[Items from a dataset]:
______________________________

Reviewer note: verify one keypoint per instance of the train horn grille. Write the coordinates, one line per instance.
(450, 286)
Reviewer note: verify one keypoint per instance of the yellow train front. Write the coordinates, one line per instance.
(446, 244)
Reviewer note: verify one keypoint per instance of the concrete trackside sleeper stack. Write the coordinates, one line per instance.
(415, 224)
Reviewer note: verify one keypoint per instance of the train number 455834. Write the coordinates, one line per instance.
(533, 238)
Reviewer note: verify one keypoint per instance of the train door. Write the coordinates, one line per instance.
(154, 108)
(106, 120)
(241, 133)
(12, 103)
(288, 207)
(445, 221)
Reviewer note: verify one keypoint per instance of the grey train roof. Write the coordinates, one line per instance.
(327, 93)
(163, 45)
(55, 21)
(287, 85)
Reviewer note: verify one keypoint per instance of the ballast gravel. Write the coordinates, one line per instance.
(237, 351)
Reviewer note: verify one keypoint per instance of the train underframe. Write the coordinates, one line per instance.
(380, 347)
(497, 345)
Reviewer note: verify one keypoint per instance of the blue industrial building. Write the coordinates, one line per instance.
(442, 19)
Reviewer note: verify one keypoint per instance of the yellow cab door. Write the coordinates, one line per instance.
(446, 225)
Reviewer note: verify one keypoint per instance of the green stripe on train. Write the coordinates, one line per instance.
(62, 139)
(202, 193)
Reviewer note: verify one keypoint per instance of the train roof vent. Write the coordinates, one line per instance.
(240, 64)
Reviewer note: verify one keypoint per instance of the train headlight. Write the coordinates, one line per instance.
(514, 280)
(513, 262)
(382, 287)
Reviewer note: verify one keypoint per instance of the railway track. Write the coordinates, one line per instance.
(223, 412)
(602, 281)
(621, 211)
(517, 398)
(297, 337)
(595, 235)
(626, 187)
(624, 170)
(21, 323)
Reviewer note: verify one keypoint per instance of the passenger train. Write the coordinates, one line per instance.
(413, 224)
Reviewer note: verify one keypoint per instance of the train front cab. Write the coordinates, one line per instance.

______________________________

[TASK INSTRUCTIONS]: Transcribe every entry exactly as it reads.

[SOLUTION FOR THIS EXERCISE]:
Reviewer note: verify one keypoint per instance of the train horn grille. Write the coordinates, one line per instance.
(450, 286)
Reviewer note: verify one keypoint per instance of the yellow train front. Write the coordinates, one line per instance.
(446, 244)
Reviewer note: verify one keypoint per instance of the concrete trackside sleeper stack. Write the coordinates, one line per instance.
(415, 224)
Reviewer note: verify one keypoint per instance of the train number 455834. Write the coordinates, one line per instance.
(533, 238)
Reviewer note: verify one keypoint per instance of the train door. Write the coordinates, one line per instance.
(154, 108)
(106, 120)
(241, 133)
(12, 103)
(288, 207)
(445, 221)
Reviewer note: verify one keypoint per instance of the grey train roof. Write the coordinates, one line per instance.
(327, 93)
(163, 45)
(55, 21)
(287, 85)
Reviewer note: verify one keypoint per instance of the ballast gravel. Write the coordinates, one line per instance.
(237, 351)
Reviewer note: verify one keypoint per instance of the train underframe. Write the coordinates, one line per instance.
(380, 347)
(497, 345)
Reviewer note: verify one keypoint per instance of the blue industrial building. Write the coordinates, one line per instance.
(442, 19)
Reviewer note: verify one keypoint per instance of the yellow cab door. Write the coordinates, one line per instance.
(446, 225)
Reviewer note: verify one keypoint per instance of the green stripe on train. Write the coordinates, one line per instance.
(62, 139)
(202, 193)
Reviewer note: verify one keypoint per instance of the train roof vent. Write the coordinates, one line per instance.
(240, 64)
Reviewer note: verify one keypoint per instance of the train headlight. Write the coordinates, one line per instance.
(514, 280)
(513, 262)
(382, 287)
Reviewer note: verify one keypoint per instance of the railway track. Write the coordinates, one line per instance.
(223, 412)
(602, 281)
(621, 211)
(517, 398)
(297, 337)
(595, 235)
(626, 187)
(624, 170)
(21, 323)
Reviewer note: verify one keypoint per instance of the passenger train. Write the coordinates, one line per instance.
(413, 224)
Reviewer note: verify one keypoint per instance of the train front cab. Write the coordinates, one line per instance.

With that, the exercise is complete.